Angela Kelsey

Tell the Story

beauty in the breakdown

Filed in Memoir, Stories, voices :: September 12, 2010

 

For the past eight days, I’ve had this lyric in my head:

so let go, jump in

oh well, whatcha waiting for

it’s alright

’cause there’s beauty in the breakdown.

–from “Let Go” by Frou Frou

For the past eight days, Mr. Z’s mother, Virginia, has been dying.  She’s 93 years old.  Last Saturday, the 4th of September, both of her sons, four of her grandchildren, and her newborn great-grandson (along with those of us who love them all) were to have celebrated her recent birthday with lunch and cake at the nursing home where she lives.  She had expressed fatigue for weeks, even asking Mr. Z to cancel the
birthday party because she believed she would be too tired for it.  Early on the morning of the day of the party, she had a stroke.

We gathered, first in her room, then in the dining room, then in her room again.  We stood around her bedside as she slept, rotating into and out of the chair closest to her, keeping the family tradition of reading aloud the birthday-card wishes everyone had written to her from their hearts.  They told stories and jokes.  There’s beauty in the breakdown.

Saturday’s stroke was not her first, and she and Mr. Z had discussed her wishes over the years.  Medical powers of attorney and Do Not Resuscitate orders were in place.  Never again would she be taken to the hospital.  She wanted to die without intervention, heroic or otherwise. So on Sunday, now a week ago, Mr. Z signed the papers which admitted her to hospice care.

During the past week, Mr. Z and his brother and Debbie, Virginia’s aide of nine years, have stayed by her side around the clock, only leaving together for one three-hour period when they considered that she might prefer to die without company.  Those of us who love her have had a chance to tell her things we’d forgotten and begin to let her go and say goodbye and grieve.  Plans for the family to travel to Alabama to carry out her burial wishes have been made. Caregiving staff have shared stories of her nursing home life that they might not have had a chance to tell.  There’s beauty in the breakdown.

Today is Virginia’s ninth day since the stroke.  She rests quietly. When her breathing becomes labored, nurses administer morphine by bitter-tasting sublingual drops.  We stroke her hair and her hands.  Those who have known her best say that she is strong, that she is a fighter.  She, or God, or maybe some dialogue between them, will decide when she will take her last breath.

The past few weeks have offered a series of reminders about the certainty of uncertainty, the potential of everything to change in a second, a phone call, a heartbeat, a breath.  I’ve been trying to look for and at Certainty instead, and the beauty in the breakdown.

Filed in Memoir, Stories, voices

3 Comments

  1. Brenda Bartella Peterson

    Beautiful post, Gracie. I’ve been at the bedside of death far too many times in my life and I concur there is beauty in the breakdown. Blessings on you and the family.
• • • • •
#### Exercise goal:
Using the post above, answer each question in a few words.
1. How old is Virginia?
2. Besides Mr. Z and his brother, who has stayed by her side around the clock?
3. To which state is the family planning to travel to carry out her burial wishes?
• • • • •
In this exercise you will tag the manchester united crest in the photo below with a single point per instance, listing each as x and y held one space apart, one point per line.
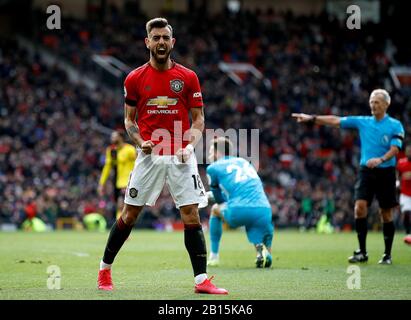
176 85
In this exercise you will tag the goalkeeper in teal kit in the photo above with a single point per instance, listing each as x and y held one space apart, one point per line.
240 201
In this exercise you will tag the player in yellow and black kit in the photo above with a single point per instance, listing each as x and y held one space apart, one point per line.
121 157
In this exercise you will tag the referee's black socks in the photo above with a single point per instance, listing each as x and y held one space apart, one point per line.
388 230
362 229
196 247
118 235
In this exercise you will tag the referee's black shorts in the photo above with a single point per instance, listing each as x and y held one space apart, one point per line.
378 182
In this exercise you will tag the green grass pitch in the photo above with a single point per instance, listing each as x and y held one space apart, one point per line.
155 265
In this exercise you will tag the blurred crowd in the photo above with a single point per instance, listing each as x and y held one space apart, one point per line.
51 158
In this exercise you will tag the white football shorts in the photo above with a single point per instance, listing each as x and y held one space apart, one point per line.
149 174
405 202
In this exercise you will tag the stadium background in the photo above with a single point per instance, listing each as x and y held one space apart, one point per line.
58 105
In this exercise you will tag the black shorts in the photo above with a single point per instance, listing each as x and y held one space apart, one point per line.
379 182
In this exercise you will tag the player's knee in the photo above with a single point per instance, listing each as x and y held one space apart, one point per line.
215 210
130 214
360 209
386 215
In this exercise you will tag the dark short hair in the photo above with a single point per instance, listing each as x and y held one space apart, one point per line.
223 145
158 23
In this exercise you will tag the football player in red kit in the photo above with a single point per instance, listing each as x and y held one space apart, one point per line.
162 94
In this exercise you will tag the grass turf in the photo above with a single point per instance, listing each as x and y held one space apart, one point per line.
154 265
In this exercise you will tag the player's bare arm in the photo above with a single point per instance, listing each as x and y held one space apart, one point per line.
133 130
197 126
333 121
374 162
193 135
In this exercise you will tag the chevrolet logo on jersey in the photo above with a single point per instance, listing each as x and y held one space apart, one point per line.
162 102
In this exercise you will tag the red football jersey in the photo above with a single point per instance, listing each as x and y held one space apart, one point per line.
163 100
404 168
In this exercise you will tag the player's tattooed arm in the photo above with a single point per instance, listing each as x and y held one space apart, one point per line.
131 126
197 126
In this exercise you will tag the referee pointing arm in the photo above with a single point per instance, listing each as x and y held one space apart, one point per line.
381 139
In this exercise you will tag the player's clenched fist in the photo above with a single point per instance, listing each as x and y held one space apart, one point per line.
184 154
147 146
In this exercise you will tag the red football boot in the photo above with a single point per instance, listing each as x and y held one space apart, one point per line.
104 280
207 287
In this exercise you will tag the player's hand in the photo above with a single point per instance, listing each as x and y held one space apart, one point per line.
183 154
147 146
100 190
374 162
302 117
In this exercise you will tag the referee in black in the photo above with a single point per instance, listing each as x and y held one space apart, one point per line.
381 139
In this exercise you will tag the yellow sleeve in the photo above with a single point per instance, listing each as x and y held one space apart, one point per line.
107 168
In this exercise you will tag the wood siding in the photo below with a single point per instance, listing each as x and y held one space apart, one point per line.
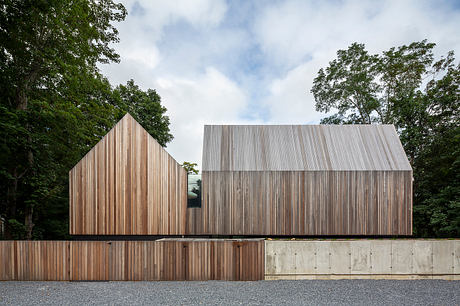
304 203
128 185
174 259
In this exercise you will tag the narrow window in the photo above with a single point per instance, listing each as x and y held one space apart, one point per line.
194 190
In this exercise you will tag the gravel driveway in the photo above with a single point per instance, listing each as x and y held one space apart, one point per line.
364 292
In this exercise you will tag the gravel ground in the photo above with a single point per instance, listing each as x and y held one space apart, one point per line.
364 292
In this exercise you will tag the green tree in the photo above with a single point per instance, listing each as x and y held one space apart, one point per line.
146 108
48 48
389 89
190 167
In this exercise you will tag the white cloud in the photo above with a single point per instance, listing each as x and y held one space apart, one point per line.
208 98
300 37
215 62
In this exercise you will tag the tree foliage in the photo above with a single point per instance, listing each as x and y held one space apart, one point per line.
55 105
190 167
406 87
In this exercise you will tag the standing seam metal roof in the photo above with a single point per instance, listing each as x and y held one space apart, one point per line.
302 148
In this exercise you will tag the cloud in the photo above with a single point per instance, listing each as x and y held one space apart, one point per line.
208 98
216 61
300 37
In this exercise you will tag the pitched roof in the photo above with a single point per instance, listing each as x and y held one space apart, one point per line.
302 147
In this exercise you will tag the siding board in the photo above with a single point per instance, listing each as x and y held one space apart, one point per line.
304 203
127 185
166 259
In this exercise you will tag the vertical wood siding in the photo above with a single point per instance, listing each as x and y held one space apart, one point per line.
304 203
173 259
128 185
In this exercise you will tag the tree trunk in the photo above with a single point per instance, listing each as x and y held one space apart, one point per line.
29 213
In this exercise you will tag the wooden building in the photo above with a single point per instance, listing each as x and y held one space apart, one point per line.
303 180
128 185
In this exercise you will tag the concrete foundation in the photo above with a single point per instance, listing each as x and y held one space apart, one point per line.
362 259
• • • • •
#### Answer for the task:
1. She is 93 years old.
2. Debbie, Virginia's aide of nine years.
3. Alabama.